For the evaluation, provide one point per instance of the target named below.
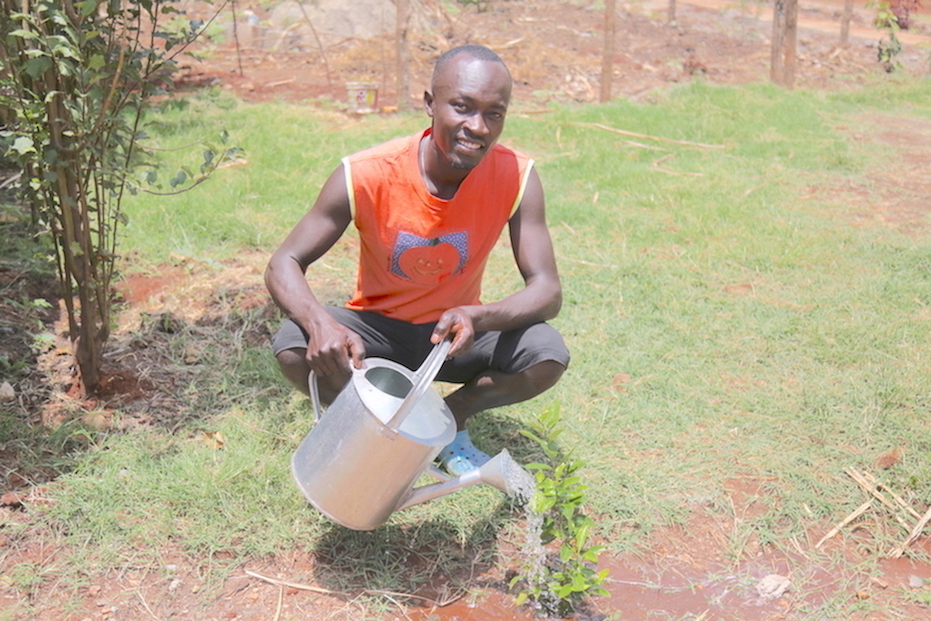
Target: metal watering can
(360, 461)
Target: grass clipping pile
(177, 331)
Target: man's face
(468, 104)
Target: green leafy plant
(892, 16)
(75, 80)
(566, 574)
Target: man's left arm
(541, 297)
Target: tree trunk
(845, 22)
(402, 78)
(790, 44)
(785, 32)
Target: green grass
(723, 324)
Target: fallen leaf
(214, 439)
(6, 392)
(11, 499)
(620, 381)
(773, 586)
(889, 459)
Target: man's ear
(428, 103)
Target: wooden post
(845, 22)
(785, 34)
(777, 56)
(790, 43)
(402, 78)
(607, 55)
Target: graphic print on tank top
(429, 261)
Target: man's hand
(458, 322)
(332, 348)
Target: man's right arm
(331, 345)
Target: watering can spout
(501, 472)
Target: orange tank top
(421, 255)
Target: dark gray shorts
(408, 344)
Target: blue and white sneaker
(461, 456)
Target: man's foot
(461, 456)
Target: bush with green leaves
(560, 582)
(75, 80)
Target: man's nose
(476, 124)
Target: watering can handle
(315, 395)
(424, 375)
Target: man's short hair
(478, 52)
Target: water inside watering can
(426, 422)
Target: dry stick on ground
(912, 536)
(869, 477)
(389, 594)
(847, 520)
(624, 132)
(872, 489)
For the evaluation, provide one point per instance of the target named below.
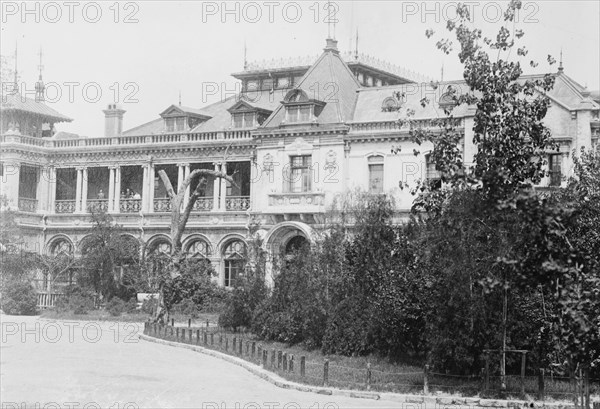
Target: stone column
(10, 182)
(151, 178)
(216, 189)
(111, 189)
(84, 182)
(51, 185)
(223, 188)
(117, 197)
(41, 191)
(78, 190)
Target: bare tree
(180, 213)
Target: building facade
(296, 136)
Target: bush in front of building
(77, 300)
(117, 307)
(19, 298)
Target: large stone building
(297, 135)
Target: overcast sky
(156, 49)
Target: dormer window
(176, 124)
(244, 115)
(298, 113)
(182, 119)
(299, 108)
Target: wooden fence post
(586, 386)
(541, 386)
(523, 361)
(487, 372)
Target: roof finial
(560, 66)
(16, 80)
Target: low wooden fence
(48, 300)
(328, 373)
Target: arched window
(234, 256)
(61, 247)
(295, 244)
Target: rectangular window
(180, 124)
(243, 120)
(170, 124)
(300, 174)
(299, 113)
(554, 165)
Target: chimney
(331, 45)
(113, 120)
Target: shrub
(117, 306)
(149, 305)
(19, 298)
(77, 300)
(186, 307)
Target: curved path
(79, 364)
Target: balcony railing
(97, 205)
(27, 205)
(237, 203)
(162, 205)
(130, 205)
(128, 140)
(64, 206)
(203, 204)
(296, 199)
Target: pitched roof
(329, 80)
(18, 102)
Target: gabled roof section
(330, 81)
(17, 102)
(178, 110)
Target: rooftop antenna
(39, 85)
(356, 46)
(560, 66)
(16, 81)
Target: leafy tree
(104, 251)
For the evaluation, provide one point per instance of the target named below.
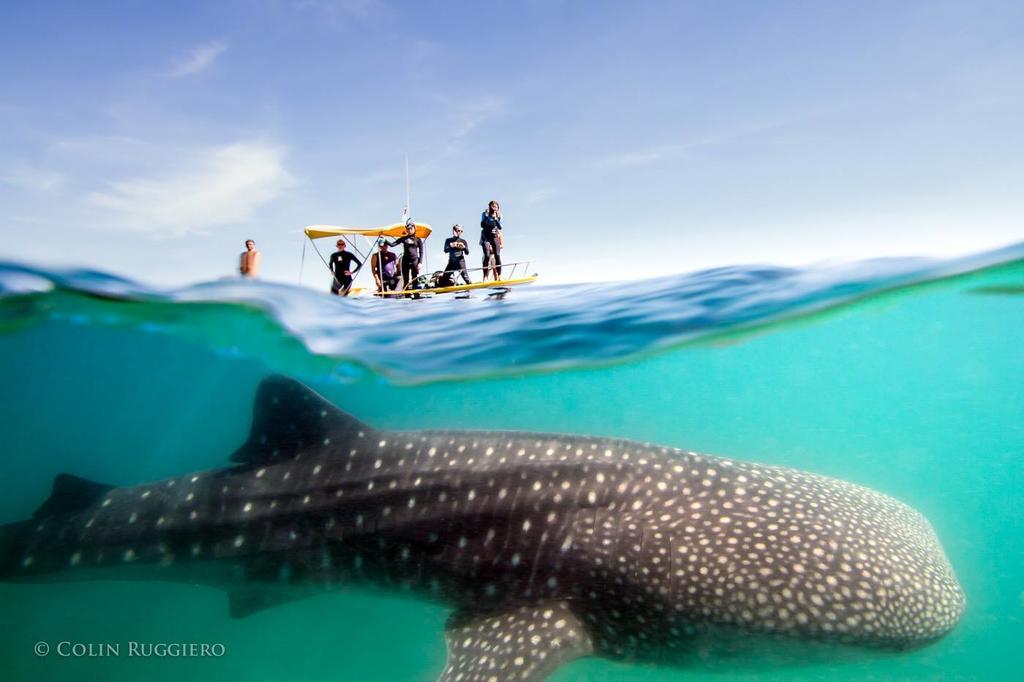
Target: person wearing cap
(412, 253)
(385, 266)
(457, 249)
(341, 265)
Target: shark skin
(548, 547)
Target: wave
(532, 329)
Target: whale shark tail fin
(70, 494)
(289, 419)
(13, 541)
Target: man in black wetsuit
(412, 254)
(491, 240)
(457, 249)
(385, 268)
(341, 265)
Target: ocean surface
(904, 376)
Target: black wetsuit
(340, 262)
(413, 250)
(457, 249)
(388, 275)
(488, 241)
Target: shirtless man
(249, 265)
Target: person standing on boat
(491, 240)
(341, 265)
(457, 249)
(249, 263)
(385, 266)
(412, 253)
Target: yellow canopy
(397, 229)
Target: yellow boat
(425, 285)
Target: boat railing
(513, 270)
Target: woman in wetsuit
(412, 254)
(491, 240)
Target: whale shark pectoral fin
(246, 599)
(522, 643)
(288, 418)
(71, 494)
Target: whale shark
(548, 548)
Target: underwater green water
(919, 394)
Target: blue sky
(623, 139)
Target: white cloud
(215, 186)
(199, 59)
(33, 179)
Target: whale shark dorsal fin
(521, 643)
(71, 494)
(290, 418)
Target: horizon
(623, 142)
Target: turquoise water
(905, 377)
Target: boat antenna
(404, 213)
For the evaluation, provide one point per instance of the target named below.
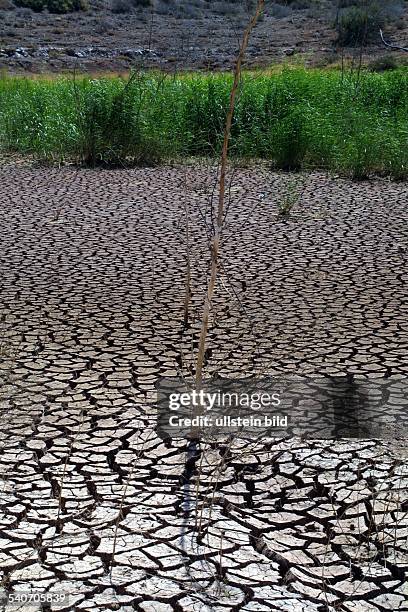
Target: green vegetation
(359, 21)
(357, 125)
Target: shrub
(383, 63)
(120, 7)
(35, 5)
(111, 128)
(289, 142)
(54, 6)
(67, 6)
(358, 25)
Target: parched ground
(92, 285)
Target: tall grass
(295, 119)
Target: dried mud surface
(92, 502)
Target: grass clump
(295, 119)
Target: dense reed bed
(349, 123)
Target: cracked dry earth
(93, 503)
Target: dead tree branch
(219, 221)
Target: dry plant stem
(217, 230)
(187, 297)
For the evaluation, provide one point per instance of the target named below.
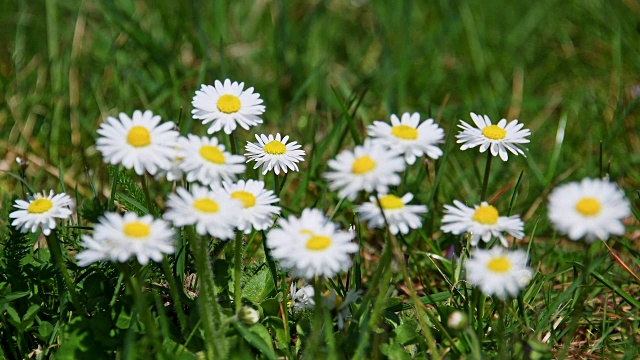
..........
_Requirement_
Collect every line of the records that contains the string "green", treating uppercase and lowercase as different.

_Exercise response_
Target: green leafy plant
Target: green grass
Target: bush with green leaves
Target: underwater green water
Target: green vegetation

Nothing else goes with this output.